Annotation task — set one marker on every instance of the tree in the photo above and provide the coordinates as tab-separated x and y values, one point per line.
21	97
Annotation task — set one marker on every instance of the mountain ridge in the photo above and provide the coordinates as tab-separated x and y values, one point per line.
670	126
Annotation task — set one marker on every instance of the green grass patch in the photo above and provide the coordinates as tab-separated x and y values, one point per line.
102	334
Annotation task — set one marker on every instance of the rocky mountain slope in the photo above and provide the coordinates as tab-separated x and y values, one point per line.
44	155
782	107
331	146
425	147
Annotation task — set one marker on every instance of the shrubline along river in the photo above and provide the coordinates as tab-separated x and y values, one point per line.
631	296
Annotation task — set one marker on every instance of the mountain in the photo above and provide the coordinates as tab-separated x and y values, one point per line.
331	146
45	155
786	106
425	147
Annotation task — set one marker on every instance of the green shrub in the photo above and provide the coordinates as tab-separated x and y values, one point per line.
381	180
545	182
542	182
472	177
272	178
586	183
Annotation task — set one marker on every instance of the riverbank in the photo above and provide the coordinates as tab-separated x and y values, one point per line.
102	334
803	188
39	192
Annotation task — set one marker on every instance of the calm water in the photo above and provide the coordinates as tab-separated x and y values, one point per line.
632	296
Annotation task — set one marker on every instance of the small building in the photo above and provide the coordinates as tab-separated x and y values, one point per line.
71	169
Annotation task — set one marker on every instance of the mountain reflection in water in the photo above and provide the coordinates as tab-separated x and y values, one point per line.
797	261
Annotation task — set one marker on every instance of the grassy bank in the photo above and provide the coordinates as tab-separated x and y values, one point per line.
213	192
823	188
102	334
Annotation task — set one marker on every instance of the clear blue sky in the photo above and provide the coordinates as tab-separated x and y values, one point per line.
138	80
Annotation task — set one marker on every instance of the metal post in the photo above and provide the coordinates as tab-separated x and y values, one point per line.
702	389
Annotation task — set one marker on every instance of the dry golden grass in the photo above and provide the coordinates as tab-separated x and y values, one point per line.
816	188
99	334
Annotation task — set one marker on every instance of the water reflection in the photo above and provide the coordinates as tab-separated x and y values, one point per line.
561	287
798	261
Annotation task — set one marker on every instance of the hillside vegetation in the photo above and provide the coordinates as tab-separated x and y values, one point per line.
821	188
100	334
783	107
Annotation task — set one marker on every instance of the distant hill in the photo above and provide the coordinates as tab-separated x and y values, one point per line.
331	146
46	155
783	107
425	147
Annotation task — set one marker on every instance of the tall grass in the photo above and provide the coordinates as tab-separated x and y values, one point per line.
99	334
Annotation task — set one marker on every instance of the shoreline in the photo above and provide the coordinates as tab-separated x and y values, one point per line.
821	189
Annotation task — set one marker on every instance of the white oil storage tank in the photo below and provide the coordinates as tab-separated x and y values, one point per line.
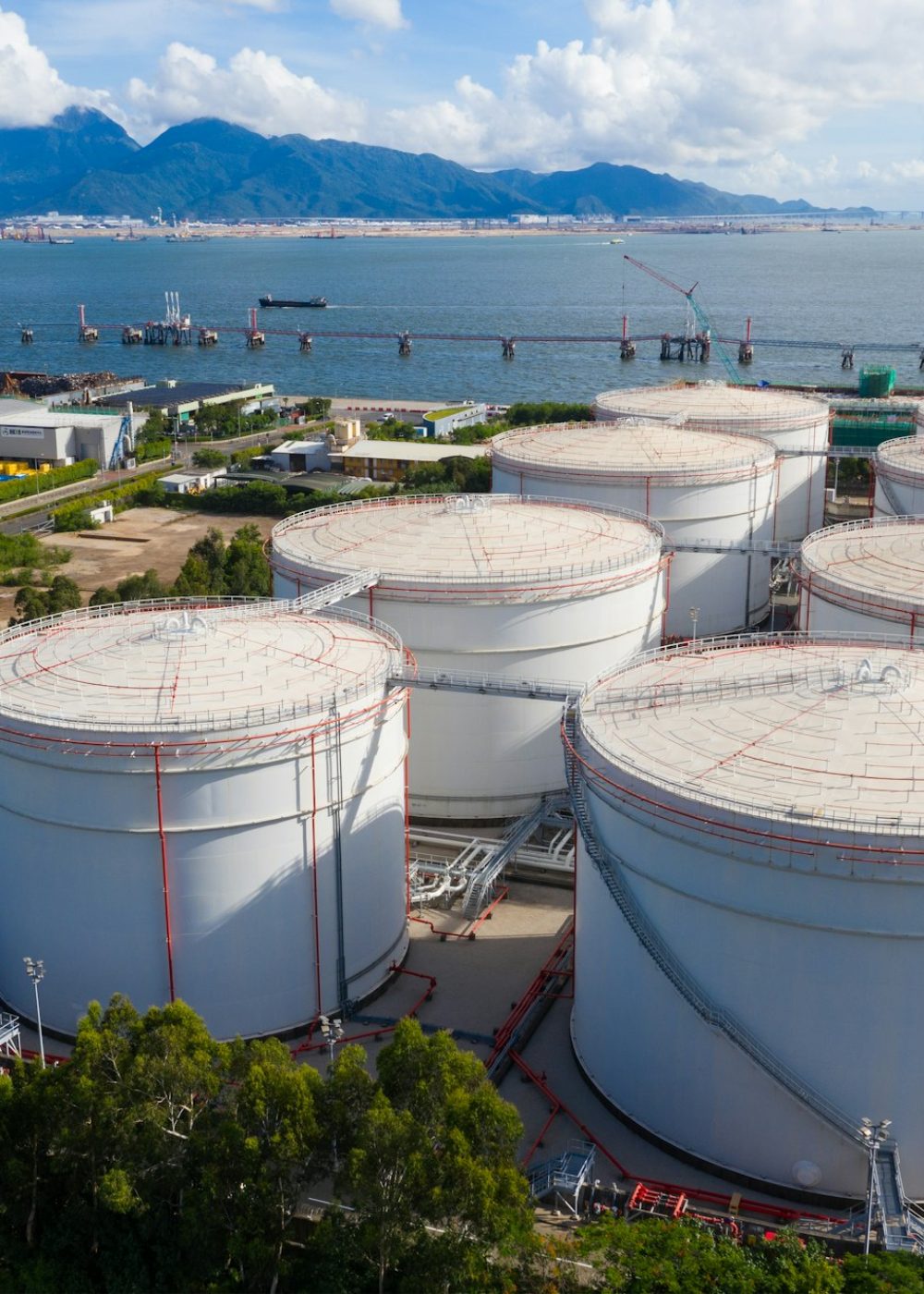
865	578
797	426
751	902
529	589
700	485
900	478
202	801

# # #

** Work instructions **
The answer should contain every line of the material exactly as written and no pictures.

** Exercise solution **
Annotation task — set one marker on every instance of the tree in the photo above and provide the coordinates as tab-separated x and y values, one point per line.
21	97
Annotation task — set one marker on every instance of the mountain ridge in the photo above and provide the coordinates as tab-separated x and y values, one point per line.
670	126
Annotation task — set one marker on every instance of the green grass patch in the photo above and provide the coordinates as tab-separated x and y values, one point per line.
102	334
Annotation task — set one marker on every instance of the rocky mountain slope in the photo above and provide the coordinates as tab-separated x and y values, one point per line.
44	155
782	107
331	146
425	147
Annotation task — set one marker on every instance of the shrubline along river in the photo above and provide the coordinates as tab-separated x and y values, one point per line.
631	296
Annotation task — set one marker on every instance of the mountain in the photo above and provide the coordinates as tab-separated x and y values, one point per line.
331	146
45	155
786	106
425	147
Annotation task — set one marker on every instance of the green shrub in the photo above and provide the coordinates as tab-separated x and y values, one point per line.
381	180
545	182
542	182
472	177
272	178
586	183
Annotation task — set one marker on every instance of the riverbank in the photo above and provide the coordinates as tab-separated x and y values, one point per line.
102	334
803	188
39	192
Annotation task — set one marker on every instance of the calm water in the photo above and provide the coordinates as tab-separated x and y values, one point per line.
632	296
Annotation task — set one marker on every instance of the small building in the photo above and provide the coordinates as tab-separated x and y values, one point per line.
71	169
Annotation task — set one marker on every instance of the mountain reflection in water in the photo above and provide the coordinates as tab-separated x and y values, one point per line.
797	261
Annotation task — set one marker on every instance of the grassy bank in the photo above and provide the coordinates as tab-separated x and y values, one point per line.
213	192
823	188
102	334
Annotation task — set one marker on every instance of the clear blue sky in the photo above and provide the coordinates as tab-separated x and y values, one point per line.
138	80
Annotation task — set one marker on every instance of the metal post in the photo above and provide the coordinates as tab-separated x and y values, one point per line.
702	389
Annotation task — set one marker on every instance of the dry golden grass in the photo above and provide the coordinates as tab-separated x and y values, one point per line.
816	188
99	334
Annotation task — set one marker on every instance of the water reflection in the photo above and provide the coordinates as tab-separated x and y values, one point per line.
561	287
798	261
Annotation task — set one marker on every instance of the hillside vegetation in the photo above and provide the coordinates as tab-separated x and y values, one point per line.
821	188
100	334
783	107
Annotation task — set one marker on every instance of the distant hill in the photo above and provide the coordinates as tab-separated x and y values, one point per line.
331	146
46	155
783	107
425	147
Annotation task — set one marker on every instance of the tall grass in the photo above and provide the coordinates as tab-separated x and y values, one point per line.
99	334
Annotation task — set one marker on every instance of the shoreline in the photo above and provide the coordinates as tab-separated x and y values, one point per line.
821	189
Annotation task — set one marker on every instance of the white oil storage tank in the photo below and provide the coordinates as tab-separated x and y values, one point per line.
865	578
797	426
751	902
529	589
700	485
900	478
202	801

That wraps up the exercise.